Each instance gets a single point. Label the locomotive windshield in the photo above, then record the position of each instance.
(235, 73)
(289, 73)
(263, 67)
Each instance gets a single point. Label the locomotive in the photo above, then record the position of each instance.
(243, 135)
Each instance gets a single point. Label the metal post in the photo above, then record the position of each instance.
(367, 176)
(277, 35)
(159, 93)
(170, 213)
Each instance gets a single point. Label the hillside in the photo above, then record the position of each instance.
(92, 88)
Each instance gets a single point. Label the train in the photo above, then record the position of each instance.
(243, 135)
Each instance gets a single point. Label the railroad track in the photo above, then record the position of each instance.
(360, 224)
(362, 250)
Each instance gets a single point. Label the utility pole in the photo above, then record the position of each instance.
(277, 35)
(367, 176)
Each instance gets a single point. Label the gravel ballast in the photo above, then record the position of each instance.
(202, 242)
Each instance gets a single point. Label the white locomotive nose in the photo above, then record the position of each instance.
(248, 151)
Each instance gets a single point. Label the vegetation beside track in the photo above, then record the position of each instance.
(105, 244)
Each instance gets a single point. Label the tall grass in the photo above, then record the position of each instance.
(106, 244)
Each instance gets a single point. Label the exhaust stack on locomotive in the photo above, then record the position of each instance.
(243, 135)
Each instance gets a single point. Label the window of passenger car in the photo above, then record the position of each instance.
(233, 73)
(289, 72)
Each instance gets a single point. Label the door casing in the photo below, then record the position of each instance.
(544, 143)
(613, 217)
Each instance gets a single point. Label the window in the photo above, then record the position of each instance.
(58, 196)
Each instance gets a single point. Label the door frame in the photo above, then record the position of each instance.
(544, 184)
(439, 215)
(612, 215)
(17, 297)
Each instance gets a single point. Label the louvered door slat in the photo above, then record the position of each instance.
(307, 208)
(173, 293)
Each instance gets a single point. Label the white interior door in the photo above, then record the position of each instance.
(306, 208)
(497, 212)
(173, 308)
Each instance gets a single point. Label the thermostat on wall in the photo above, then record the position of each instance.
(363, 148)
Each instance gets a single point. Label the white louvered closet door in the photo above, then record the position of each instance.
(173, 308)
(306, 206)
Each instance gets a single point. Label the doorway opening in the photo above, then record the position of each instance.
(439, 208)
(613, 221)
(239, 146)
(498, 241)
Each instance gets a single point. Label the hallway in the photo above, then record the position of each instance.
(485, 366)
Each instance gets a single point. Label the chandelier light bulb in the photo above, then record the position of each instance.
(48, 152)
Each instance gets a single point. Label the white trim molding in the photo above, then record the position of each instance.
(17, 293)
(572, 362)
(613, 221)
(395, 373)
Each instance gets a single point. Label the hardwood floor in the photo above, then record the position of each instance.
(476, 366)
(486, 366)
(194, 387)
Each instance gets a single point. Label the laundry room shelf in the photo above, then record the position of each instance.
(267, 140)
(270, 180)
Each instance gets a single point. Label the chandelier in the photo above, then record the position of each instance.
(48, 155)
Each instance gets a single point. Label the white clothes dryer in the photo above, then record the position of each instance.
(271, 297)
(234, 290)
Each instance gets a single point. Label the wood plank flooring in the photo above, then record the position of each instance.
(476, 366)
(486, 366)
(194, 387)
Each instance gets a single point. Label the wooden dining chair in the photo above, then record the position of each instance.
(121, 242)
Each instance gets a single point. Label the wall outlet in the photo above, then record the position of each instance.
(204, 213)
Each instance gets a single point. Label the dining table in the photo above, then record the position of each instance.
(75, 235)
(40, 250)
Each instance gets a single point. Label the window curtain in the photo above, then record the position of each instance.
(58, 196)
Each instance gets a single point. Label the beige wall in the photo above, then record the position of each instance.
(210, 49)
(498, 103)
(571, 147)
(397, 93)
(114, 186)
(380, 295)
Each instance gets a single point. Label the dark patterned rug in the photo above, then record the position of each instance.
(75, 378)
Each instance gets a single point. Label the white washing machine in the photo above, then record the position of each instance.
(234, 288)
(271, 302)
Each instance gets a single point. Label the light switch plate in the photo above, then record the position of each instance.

_EXERCISE_.
Transcribe each record exactly. Leave nothing out.

_ANSWER FOR THIS EXERCISE_.
Each instance gets a single point. Label the locomotive windshield in the photo above, then record the position of each instance.
(235, 73)
(289, 73)
(263, 67)
Each instance gets a single point. Label the locomotive in the photo above, then record the position of each instance.
(243, 135)
Each instance gets a single point. Label the metal post in the photo above, then record the position of each instance.
(367, 176)
(277, 35)
(159, 93)
(170, 213)
Each instance gets a single point. Label the hillside in the photo above, then record the position of each instance.
(92, 88)
Each instance gets a single point. Label the train in the photo above, then record the position of each instance.
(243, 135)
Each instance gets a single point. Label the railroad track in the photo above, then record the position of each instance.
(360, 224)
(362, 250)
Each instance gets a single point. Label the utility pole in the photo above, then record the position of each instance.
(277, 35)
(367, 176)
Each instance gets a single point. Label the gravel ballast in the photo above, then record the position of each instance.
(202, 242)
Each instance gets a single point. Label the white locomotive nose in the photo above, then record the position of each instance.
(248, 151)
Each instance gets a single point. Label the vegetation beside track in the photo above, then record the position of each instance.
(105, 244)
Each instance gets a single point. Label the tall grass in the photo above, then record the position of each instance.
(106, 244)
Each instance gets a single point. Label the exhaust stack on locomotive in the photo above, then record the position of each instance.
(243, 135)
Each instance gets a single point. Label the window of passenger car in the photo above, then record the position of each instance.
(233, 73)
(289, 72)
Each instance gets a single point. Label the door casing in the photo below, then record the position of each instance.
(544, 143)
(613, 217)
Each instance gets a single point. Label the window in the photo above, then record the position of each instance.
(58, 196)
Each instance gets a single point. Label the door frame in the photo above, then record the position of each instance.
(544, 184)
(439, 215)
(612, 215)
(17, 297)
Each instance gets a single point. Label the louvered door slat in the photo above, then record the position of each instance.
(307, 208)
(173, 293)
Each instance gets a single point. Label the white interior door in the photo above, then record the position of each instance.
(306, 208)
(497, 212)
(173, 308)
Each instance gets a single point. Label the thermostat on wall in the photo above, then record the position of each instance.
(363, 148)
Each instance gets a single point. Label the white louvered closet door in the photo above, then record the position of each instance.
(173, 308)
(306, 206)
Each instance gets a single point. Label the doorway opening in the photo above, then record the position of each instance.
(439, 208)
(613, 221)
(239, 146)
(498, 241)
Each instance gets a single point. Label the hallway in the photo above, then record the position of each instance.
(485, 366)
Each instance gets a single point. Label the chandelier light bulb in the photo above, then record the position of each instance.
(48, 152)
Each instance gets a single point. Label the white trim molding in the photo above, then record the position of each instance.
(17, 293)
(572, 362)
(613, 221)
(395, 373)
Each instance gets a single point. Label the hardwood floor in the photo above, then record the position of each instance.
(476, 366)
(486, 366)
(194, 387)
Each instance gets a single point. Label the laundry room shelf in the photo above, then record the position of each instance.
(267, 140)
(270, 180)
Each instance gets a single point. Label the chandelier in the photo above, then record the position of each instance.
(48, 155)
Each instance gets a single point. Label the white clothes dryer in the photo above, then record the position of each instance.
(271, 297)
(234, 290)
Each instance gets a single point. Label the wood plank flooring in the photo above, then record the position of each instance.
(476, 366)
(486, 366)
(194, 387)
Each instance gets a single point. Label the wooden dining chair in the photo above, then record the position of each instance.
(121, 242)
Each instance gets a single point. Label the wall outlet in the photo above, then record the position of each instance.
(204, 213)
Each instance gets a single point. Label the dining table in the photo above, then record the position of each instance.
(75, 235)
(40, 250)
Each instance gets a single point. Label the window curtain in the photo above, then record the position of each instance.
(58, 196)
Each instance gets a single point. Label the beige wall in the photo above, then record the position of each instance.
(210, 49)
(498, 103)
(571, 147)
(397, 93)
(114, 186)
(380, 295)
Each instance gets a single point. Label the dark patterned rug in the photo above, then record the position of each instance.
(75, 378)
Each instance gets a single point. Label the white washing machine in the photo above, then record the position of each instance.
(234, 288)
(271, 302)
Each instance gets a single point. Label the light switch plate in the photo above, then record the position of each instance.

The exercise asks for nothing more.